• Required work: Recast every line of the records below as a JSON list of strings, one string per line, with blank lines left out.

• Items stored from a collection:

═══

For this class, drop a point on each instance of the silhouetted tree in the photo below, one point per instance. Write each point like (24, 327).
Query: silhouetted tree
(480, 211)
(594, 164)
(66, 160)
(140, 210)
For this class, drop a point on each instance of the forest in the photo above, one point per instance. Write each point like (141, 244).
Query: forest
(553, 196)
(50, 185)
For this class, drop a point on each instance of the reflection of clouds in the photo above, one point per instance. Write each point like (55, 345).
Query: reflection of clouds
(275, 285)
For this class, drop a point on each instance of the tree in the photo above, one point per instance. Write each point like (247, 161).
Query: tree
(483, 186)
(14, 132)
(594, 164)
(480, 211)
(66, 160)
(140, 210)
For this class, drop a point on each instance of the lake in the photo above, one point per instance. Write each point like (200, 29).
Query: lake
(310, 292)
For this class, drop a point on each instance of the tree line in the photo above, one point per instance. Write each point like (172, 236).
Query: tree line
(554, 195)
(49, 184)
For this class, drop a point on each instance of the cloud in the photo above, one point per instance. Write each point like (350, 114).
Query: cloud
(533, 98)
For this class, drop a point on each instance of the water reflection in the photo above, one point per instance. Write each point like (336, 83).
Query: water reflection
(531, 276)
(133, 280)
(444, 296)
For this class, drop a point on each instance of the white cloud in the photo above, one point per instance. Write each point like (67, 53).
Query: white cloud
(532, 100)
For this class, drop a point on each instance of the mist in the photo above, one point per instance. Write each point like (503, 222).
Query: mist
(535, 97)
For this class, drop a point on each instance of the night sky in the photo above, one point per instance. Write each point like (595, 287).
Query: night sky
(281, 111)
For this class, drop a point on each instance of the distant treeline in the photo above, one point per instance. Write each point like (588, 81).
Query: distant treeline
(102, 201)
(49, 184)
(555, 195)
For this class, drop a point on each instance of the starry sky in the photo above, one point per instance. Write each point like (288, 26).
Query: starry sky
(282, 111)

═══

• Reply:
[
  "For this class, drop a point on each instance of the silhouetted tree in the photo below, one point per instance. Write each point like (24, 327).",
  "Query: silhouetted tree",
  "(480, 211)",
  "(594, 164)",
  "(66, 160)",
  "(140, 210)",
  "For this class, drop a point on each instance of the forest in the photo above, one point per instance. Write each point like (141, 244).",
  "Query: forest",
  "(553, 196)",
  "(50, 185)",
  "For this class, drop a point on each instance of the reflection of clouds in the photo above, one point per instance. Write each point like (55, 345).",
  "Query: reflection of clouds",
  "(275, 285)",
  "For this class, drop a point on each instance of the tree in the photo above, one point per instance. Write each point like (247, 161).",
  "Query: tree",
  "(483, 186)",
  "(14, 132)",
  "(594, 164)",
  "(480, 211)",
  "(66, 160)",
  "(140, 210)",
  "For this class, drop a point on each instance of the lake in the photo above, one point per instance. Write each point like (200, 29).",
  "Query: lake",
  "(310, 292)",
  "For this class, drop a point on each instance of the tree line in the photo above, one point per instance. Write each point like (172, 236).",
  "Query: tree line",
  "(554, 195)",
  "(49, 184)",
  "For this class, drop a point on each instance of the cloud in the photo above, one point per instance. Write each point like (350, 114).",
  "Query: cloud",
  "(533, 98)",
  "For this class, drop a point on each instance of the water reflection in the photo above, one point per instance. Write each point like (336, 83).",
  "Query: water reflection",
  "(531, 276)",
  "(133, 280)",
  "(444, 296)",
  "For this class, drop a point on each instance of the white cloud in the photo above, one point per instance. Write each point like (67, 53).",
  "Query: white cloud",
  "(532, 100)",
  "For this class, drop a point on each instance of the mist in the photo above, one point per instance. Write each point like (503, 222).",
  "Query: mist",
  "(535, 97)",
  "For this class, drop a point on each instance of the night sky in the photo above, one point per instance. Write each point like (595, 287).",
  "Query: night sky",
  "(281, 111)",
  "For this class, drop a point on each instance of the distant treeline in the photo above, one point per instance. Write each point like (588, 81).",
  "Query: distant treeline",
  "(102, 201)",
  "(49, 184)",
  "(555, 195)",
  "For this class, drop a point on each instance of the starry sky in the photo above, one point per instance. Write each point like (288, 26).",
  "Query: starry sky",
  "(282, 111)"
]